» TRY IT: Gather each line containing the string "bbox" from these entries.

Start of SUPPLIED MATERIAL

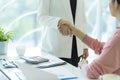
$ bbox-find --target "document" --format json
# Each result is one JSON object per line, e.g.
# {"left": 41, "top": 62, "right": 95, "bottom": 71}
{"left": 41, "top": 66, "right": 78, "bottom": 80}
{"left": 17, "top": 63, "right": 59, "bottom": 80}
{"left": 55, "top": 67, "right": 78, "bottom": 80}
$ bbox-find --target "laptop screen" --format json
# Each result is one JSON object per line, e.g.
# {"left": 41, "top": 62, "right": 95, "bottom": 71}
{"left": 0, "top": 68, "right": 25, "bottom": 80}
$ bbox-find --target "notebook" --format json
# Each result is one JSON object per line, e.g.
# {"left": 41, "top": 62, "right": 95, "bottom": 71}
{"left": 17, "top": 63, "right": 59, "bottom": 80}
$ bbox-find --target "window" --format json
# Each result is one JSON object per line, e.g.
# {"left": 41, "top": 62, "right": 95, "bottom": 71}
{"left": 84, "top": 0, "right": 118, "bottom": 62}
{"left": 0, "top": 0, "right": 118, "bottom": 58}
{"left": 0, "top": 0, "right": 40, "bottom": 50}
{"left": 85, "top": 0, "right": 117, "bottom": 41}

End of SUPPLIED MATERIAL

» TASK SOLUTION:
$ bbox-find --target "document" --format json
$ bbox-find --target "laptop screen" --format json
$ bbox-find --target "notebook" --format json
$ bbox-find --target "window" --format json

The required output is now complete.